## Page extract
# Ruger entering AR Market



## Todd (Jul 3, 2006)

Ruger's got their own AR it appears. MSRP of $1995.

http://www.ruger-firearms.com/SR556/index.html


----------



## falchunt (May 8, 2009)

Damn that's sweet:smt023


----------



## Todd (Jul 3, 2006)

Yeah, it looks pretty hot. If I didn't already have an AR and if the damn money tree hadn't died, I'd take a serious look at one.


----------



## DevilsJohnson (Oct 21, 2007)

I'd seen those a short while back. They do look nice. I'd like to see one out in the wild nad e how it did.


----------



## SaltyDog (Jan 1, 2009)

I really like the looks of that too! Seems everyone is now jumping on the gas piston operation.

Still like my LWRC M6A2 though - the original gas piston (mine is all EVIL black)


----------



## kev74 (Mar 22, 2008)

Taurus is supposed to have one in the works also.


----------



## Todd (Jul 3, 2006)

kev74 said:


> Taurus is supposed to have one in the works also.


With their shoddy customer service record, I don't think I'd be willing to drop $1k-$2k on a gun with them.


----------



## Wandering Man (Jul 9, 2006)

So does this mean that the 1911 is next on their list of products?

I've been happy with everything I've bought from them so far.

WM


----------

## Rows from a pointing dataset

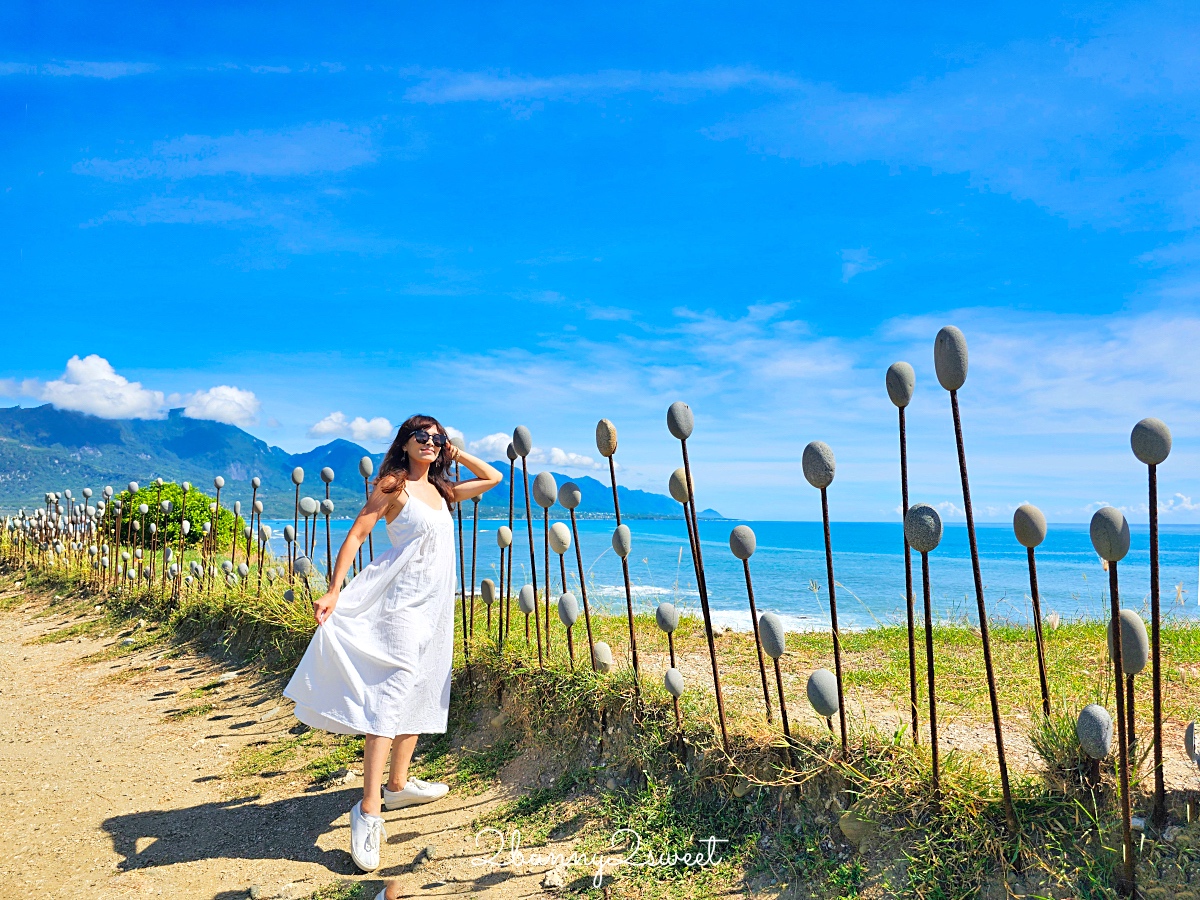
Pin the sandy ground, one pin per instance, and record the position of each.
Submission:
(102, 795)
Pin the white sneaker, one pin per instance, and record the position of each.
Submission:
(415, 791)
(366, 837)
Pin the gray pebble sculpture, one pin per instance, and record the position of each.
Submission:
(1151, 441)
(559, 538)
(678, 486)
(923, 528)
(545, 491)
(601, 657)
(1110, 534)
(743, 541)
(569, 496)
(901, 382)
(822, 690)
(522, 441)
(672, 679)
(819, 465)
(951, 358)
(771, 628)
(1134, 642)
(622, 540)
(681, 420)
(568, 609)
(1029, 526)
(606, 438)
(1095, 731)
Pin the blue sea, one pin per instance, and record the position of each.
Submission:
(789, 570)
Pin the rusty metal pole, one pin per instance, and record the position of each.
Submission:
(1151, 442)
(583, 588)
(522, 442)
(901, 382)
(681, 424)
(951, 364)
(743, 545)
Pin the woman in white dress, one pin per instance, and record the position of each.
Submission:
(379, 661)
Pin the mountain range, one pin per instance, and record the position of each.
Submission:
(46, 449)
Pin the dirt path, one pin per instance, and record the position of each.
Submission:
(105, 795)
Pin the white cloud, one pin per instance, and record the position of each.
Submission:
(460, 87)
(77, 67)
(557, 456)
(493, 447)
(93, 385)
(377, 430)
(223, 403)
(330, 147)
(856, 262)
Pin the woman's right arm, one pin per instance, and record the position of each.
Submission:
(375, 509)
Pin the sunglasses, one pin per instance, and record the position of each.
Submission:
(424, 437)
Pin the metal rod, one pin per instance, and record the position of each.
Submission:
(366, 492)
(533, 559)
(675, 699)
(295, 529)
(1037, 633)
(474, 546)
(783, 707)
(929, 675)
(1009, 814)
(757, 641)
(1158, 816)
(583, 591)
(1131, 727)
(545, 547)
(907, 583)
(629, 591)
(1126, 885)
(699, 561)
(462, 575)
(508, 582)
(833, 619)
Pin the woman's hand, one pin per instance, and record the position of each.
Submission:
(323, 607)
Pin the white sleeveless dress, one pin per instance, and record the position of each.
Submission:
(381, 663)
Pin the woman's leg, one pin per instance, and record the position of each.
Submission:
(401, 755)
(375, 753)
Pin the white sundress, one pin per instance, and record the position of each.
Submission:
(381, 663)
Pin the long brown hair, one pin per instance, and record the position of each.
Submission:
(395, 461)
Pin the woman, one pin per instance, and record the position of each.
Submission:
(379, 661)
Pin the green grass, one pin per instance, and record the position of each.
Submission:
(675, 789)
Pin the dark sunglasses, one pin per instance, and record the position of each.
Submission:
(424, 437)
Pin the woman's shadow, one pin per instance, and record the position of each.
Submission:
(235, 829)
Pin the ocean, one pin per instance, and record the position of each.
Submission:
(789, 570)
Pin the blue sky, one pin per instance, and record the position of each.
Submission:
(315, 221)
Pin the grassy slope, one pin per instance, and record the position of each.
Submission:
(677, 787)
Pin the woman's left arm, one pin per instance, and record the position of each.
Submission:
(486, 478)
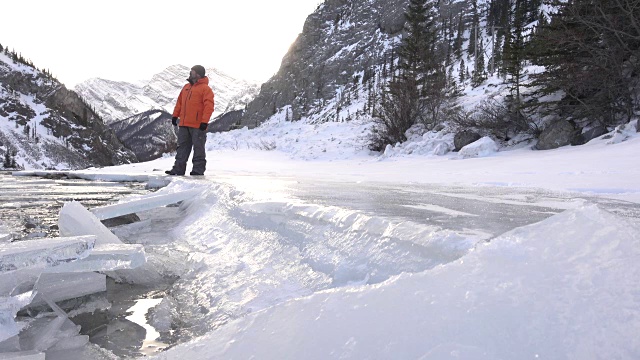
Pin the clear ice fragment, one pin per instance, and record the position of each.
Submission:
(142, 204)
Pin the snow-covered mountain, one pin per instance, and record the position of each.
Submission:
(118, 100)
(44, 125)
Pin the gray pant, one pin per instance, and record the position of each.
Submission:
(187, 138)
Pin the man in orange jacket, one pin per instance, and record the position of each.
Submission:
(193, 110)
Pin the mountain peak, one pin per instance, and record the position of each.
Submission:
(117, 100)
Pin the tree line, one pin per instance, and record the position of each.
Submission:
(588, 50)
(18, 58)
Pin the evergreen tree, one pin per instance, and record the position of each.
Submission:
(475, 28)
(7, 160)
(513, 52)
(479, 74)
(590, 53)
(457, 43)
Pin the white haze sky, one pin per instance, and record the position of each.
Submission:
(133, 39)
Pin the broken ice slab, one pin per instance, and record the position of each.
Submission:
(65, 286)
(76, 220)
(9, 307)
(44, 252)
(23, 355)
(107, 257)
(144, 203)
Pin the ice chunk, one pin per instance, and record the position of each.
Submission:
(44, 252)
(64, 286)
(107, 257)
(46, 333)
(75, 220)
(9, 307)
(143, 203)
(23, 355)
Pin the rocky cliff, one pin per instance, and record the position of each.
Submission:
(45, 125)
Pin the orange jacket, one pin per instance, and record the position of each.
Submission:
(195, 104)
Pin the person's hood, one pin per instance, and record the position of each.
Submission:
(204, 80)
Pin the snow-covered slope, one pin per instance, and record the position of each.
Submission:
(118, 100)
(44, 125)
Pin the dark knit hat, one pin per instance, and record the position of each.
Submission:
(199, 69)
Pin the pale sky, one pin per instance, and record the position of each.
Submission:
(133, 39)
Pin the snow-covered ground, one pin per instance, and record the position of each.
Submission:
(302, 244)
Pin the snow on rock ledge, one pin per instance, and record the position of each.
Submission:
(481, 148)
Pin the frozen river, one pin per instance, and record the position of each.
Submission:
(248, 243)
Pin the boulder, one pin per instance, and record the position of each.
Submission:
(465, 138)
(588, 135)
(557, 134)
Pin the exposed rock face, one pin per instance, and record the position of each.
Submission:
(588, 135)
(149, 134)
(119, 100)
(465, 138)
(225, 122)
(340, 40)
(48, 126)
(556, 135)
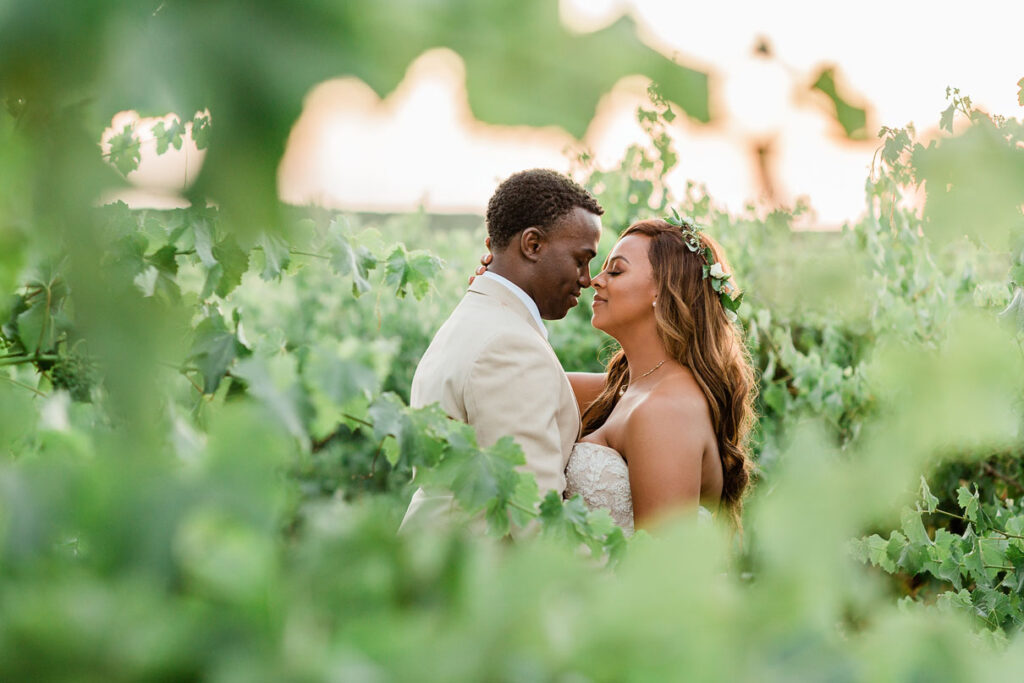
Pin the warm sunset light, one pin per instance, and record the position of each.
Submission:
(421, 146)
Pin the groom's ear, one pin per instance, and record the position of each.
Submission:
(531, 241)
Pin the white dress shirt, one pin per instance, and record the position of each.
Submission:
(522, 296)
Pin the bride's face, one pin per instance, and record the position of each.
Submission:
(625, 290)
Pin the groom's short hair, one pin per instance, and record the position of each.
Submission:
(536, 198)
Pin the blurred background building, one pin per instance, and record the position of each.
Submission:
(772, 138)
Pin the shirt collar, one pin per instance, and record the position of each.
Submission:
(522, 296)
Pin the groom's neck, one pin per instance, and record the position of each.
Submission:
(514, 270)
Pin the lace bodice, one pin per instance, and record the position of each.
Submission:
(600, 475)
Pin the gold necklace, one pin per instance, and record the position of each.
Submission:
(660, 363)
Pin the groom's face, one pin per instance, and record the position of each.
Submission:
(563, 266)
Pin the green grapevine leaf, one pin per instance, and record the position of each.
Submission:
(875, 549)
(36, 329)
(969, 503)
(203, 235)
(273, 381)
(168, 135)
(930, 501)
(974, 563)
(213, 350)
(232, 261)
(275, 256)
(388, 416)
(852, 119)
(125, 153)
(913, 528)
(411, 269)
(946, 120)
(347, 260)
(201, 131)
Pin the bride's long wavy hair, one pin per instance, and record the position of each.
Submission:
(693, 326)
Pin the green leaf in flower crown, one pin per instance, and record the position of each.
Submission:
(276, 256)
(125, 154)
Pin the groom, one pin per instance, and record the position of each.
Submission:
(491, 365)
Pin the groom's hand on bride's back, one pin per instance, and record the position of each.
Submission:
(484, 262)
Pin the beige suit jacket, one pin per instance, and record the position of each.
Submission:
(491, 367)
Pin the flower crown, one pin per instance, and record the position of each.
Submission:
(727, 293)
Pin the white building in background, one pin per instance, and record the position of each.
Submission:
(772, 139)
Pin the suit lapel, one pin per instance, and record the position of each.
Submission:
(499, 292)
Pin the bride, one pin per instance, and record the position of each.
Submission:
(666, 427)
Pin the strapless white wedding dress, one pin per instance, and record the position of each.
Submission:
(599, 474)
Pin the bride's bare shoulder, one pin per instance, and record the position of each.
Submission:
(675, 404)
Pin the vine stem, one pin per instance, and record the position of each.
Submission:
(24, 386)
(306, 253)
(359, 421)
(949, 514)
(522, 508)
(18, 359)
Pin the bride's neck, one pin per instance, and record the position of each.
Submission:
(643, 351)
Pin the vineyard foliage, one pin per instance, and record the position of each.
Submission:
(206, 446)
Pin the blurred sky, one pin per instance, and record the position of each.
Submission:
(421, 145)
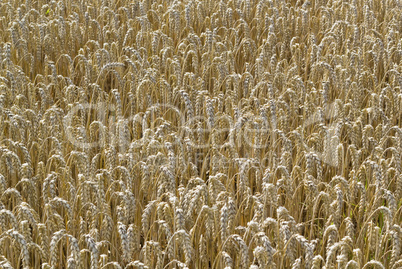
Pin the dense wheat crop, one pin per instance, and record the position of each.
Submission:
(200, 134)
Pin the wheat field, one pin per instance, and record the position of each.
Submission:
(200, 134)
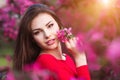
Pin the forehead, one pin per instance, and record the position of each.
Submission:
(41, 20)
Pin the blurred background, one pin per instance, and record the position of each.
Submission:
(97, 22)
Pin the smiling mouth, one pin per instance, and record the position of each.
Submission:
(50, 42)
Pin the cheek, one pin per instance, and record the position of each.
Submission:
(38, 39)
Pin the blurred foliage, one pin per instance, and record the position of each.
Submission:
(96, 24)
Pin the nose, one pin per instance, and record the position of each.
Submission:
(47, 34)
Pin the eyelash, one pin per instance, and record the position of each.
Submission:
(37, 32)
(49, 26)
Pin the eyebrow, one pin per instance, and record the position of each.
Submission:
(45, 25)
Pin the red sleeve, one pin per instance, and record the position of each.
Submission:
(83, 72)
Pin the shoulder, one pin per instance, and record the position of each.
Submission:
(46, 61)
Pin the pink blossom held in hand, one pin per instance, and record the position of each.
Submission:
(64, 34)
(113, 51)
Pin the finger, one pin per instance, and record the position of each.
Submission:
(72, 43)
(68, 44)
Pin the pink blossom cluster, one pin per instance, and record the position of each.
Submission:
(64, 34)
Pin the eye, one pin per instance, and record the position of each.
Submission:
(35, 33)
(50, 25)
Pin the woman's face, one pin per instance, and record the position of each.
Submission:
(44, 29)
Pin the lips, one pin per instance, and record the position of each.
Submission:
(50, 42)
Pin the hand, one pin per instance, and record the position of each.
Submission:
(80, 57)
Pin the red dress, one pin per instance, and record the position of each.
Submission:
(64, 69)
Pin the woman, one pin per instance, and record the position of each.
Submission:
(37, 42)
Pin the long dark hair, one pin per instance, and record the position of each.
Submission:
(26, 50)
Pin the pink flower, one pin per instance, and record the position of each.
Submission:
(64, 34)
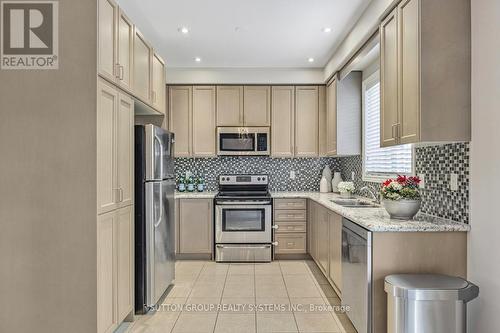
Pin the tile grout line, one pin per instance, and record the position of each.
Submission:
(190, 291)
(289, 298)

## Goal
From the forum thread about Ruger's AR, output verbatim the passage starting with "Yeah, it looks" and going on through "(Oct 21, 2007)".

## Reply
Yeah, it looks pretty hot. If I didn't already have an AR and if the damn money tree hadn't died, I'd take a serious look at one.


----------



## DevilsJohnson (Oct 21, 2007)